> Task requirements: Copy the data word for word, keeping every line.

> Stored data:
---------------
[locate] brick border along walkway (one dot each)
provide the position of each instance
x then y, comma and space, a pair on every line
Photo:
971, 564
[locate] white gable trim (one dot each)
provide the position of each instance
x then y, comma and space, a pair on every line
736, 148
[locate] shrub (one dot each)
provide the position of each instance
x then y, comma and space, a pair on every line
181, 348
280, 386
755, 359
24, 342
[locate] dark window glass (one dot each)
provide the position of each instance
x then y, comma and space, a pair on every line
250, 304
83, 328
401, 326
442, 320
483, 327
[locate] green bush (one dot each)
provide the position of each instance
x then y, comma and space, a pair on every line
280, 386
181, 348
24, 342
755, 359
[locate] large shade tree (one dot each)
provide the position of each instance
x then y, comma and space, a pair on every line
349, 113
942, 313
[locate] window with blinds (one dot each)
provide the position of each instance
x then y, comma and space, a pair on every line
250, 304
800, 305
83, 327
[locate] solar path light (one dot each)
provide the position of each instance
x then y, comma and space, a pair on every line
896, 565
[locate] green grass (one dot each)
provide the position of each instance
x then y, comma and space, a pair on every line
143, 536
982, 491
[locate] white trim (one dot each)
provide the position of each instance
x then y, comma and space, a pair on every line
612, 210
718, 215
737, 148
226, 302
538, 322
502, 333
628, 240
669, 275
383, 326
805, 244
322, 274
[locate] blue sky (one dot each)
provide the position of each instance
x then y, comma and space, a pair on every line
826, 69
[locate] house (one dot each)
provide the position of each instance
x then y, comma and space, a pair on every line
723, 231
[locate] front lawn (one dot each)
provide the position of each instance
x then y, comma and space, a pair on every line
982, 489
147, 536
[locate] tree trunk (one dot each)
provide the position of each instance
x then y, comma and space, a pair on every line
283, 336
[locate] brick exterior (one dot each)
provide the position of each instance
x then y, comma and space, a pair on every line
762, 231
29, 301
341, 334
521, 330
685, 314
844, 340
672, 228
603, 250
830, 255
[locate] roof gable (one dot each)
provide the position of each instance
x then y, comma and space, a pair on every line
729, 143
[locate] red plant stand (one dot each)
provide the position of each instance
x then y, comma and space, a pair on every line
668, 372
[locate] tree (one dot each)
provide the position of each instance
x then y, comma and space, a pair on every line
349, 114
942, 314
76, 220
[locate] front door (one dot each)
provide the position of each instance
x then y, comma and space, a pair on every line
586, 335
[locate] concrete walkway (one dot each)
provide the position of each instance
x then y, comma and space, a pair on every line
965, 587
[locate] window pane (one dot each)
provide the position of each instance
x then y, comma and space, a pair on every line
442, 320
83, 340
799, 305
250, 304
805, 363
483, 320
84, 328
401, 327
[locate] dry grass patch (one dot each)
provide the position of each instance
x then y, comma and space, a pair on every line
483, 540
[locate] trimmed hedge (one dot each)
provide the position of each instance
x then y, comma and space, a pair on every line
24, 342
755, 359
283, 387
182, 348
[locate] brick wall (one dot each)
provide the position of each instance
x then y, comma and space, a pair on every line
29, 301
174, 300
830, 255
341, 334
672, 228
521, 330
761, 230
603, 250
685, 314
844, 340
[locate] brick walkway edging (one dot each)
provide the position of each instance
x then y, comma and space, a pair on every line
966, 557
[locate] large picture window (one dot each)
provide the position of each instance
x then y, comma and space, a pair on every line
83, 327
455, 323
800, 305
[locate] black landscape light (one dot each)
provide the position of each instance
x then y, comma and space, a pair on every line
---------------
> Final result:
[locate] brick border along walkway (one dot each)
provide the position of each instance
x then y, comma and space, a pair on every line
Photo:
971, 564
[locate] white gable trim (one dot each)
provide the position of each instance
x then y, comma and space, a pair on every line
736, 148
[locate] shrub (one dot each)
provide the position of each instance
x then y, comma and space, a pair on every line
181, 348
280, 386
755, 359
24, 342
[locate] dark window glass (one dot each)
provide the position of each instance
x then y, comma and space, a pair on every line
250, 304
83, 328
401, 326
442, 320
483, 327
[locate] green bush (one dot each)
provide the position of each instance
x then y, comma and space, a pair on every line
280, 386
181, 348
24, 342
755, 359
[locate] large shade tree (one dot each)
provide the position of each instance
x then y, comma and space, a pair on every line
349, 113
942, 313
[locate] window with blinds (one dot each)
provide the position of each instance
x then y, comma and space, a pair on every line
250, 304
800, 305
83, 327
[locate] solar path light (one dot each)
provide the position of each instance
x then y, comma and space, a pair on every line
896, 565
[locate] green grass (one dot each)
provide the position of each instance
x then y, comma and space, a pair on every line
143, 536
982, 491
[locate] white trim (one dot each)
provide the position of each instance
x then y, comma and space, a pair on every line
612, 210
718, 215
737, 148
226, 302
538, 322
502, 333
628, 240
669, 275
383, 326
805, 244
322, 274
[locate] blue sky (one dot each)
provide the position of each instance
x then y, comma and space, a pair on every line
826, 69
[locate] house (one dot each)
provide the position of each instance
x then y, comma and space, a pair on every line
723, 231
[locate] front lawn (one dot each)
provide the position of each instance
x then y, comma and space, a pair on every line
982, 489
147, 536
[locate] tree trunk (one dot each)
provide the position of each instance
x then y, comma and space, a pair on every line
283, 336
[locate] brick exterior (one dot each)
provide the position of each instance
x then y, comma and space, a pair on every line
762, 231
29, 301
341, 334
521, 330
685, 314
844, 340
672, 228
603, 250
830, 255
[locate] roof gable (one dot each)
provide the position of each instance
x then y, comma and space, a pair on every line
729, 143
[locate] red plant stand (one dot each)
provide the position of each instance
x then y, comma and space, a pair on every line
668, 372
[locate] tree (one dot each)
provide the position of each instance
x then y, comma and space, a pair on every line
349, 114
942, 314
76, 220
[locate] front door (one dot each)
provide the position of each instance
x then y, comma and space, a pair on every line
586, 335
[locate] concrete walkway (one dot each)
provide the position of each instance
x then y, comma and space, a pair on every line
965, 587
[locate] window pane (one dot each)
provide the position of each instance
x then y, comma and space, a pair on every line
442, 320
83, 340
799, 305
250, 304
805, 363
483, 320
84, 328
401, 327
[locate] dry grass patch (one dot each)
provide the position of each instance
x then y, comma and space, a pair on every line
483, 540
[locate] trimmed hedge (one dot each)
provide the position of each instance
x then y, comma and space, a pair on every line
24, 342
755, 359
283, 387
182, 348
[locate] brick wall (one dot each)
provide the position of each instance
x then y, comma and space, a pair on every line
29, 301
174, 300
830, 255
341, 334
672, 228
521, 330
761, 230
603, 250
685, 314
844, 340
[locate] brick walkway edging (one dot each)
provide the position of each instance
x then y, comma and space, a pair on every line
966, 557
[locate] large picture window (one dot each)
provide the position of each instance
x then y, comma and space, a pair on every line
83, 327
455, 323
800, 305
[locate] black landscape light (one dot each)
provide the position of each instance
x then y, comma and space, a pair on every line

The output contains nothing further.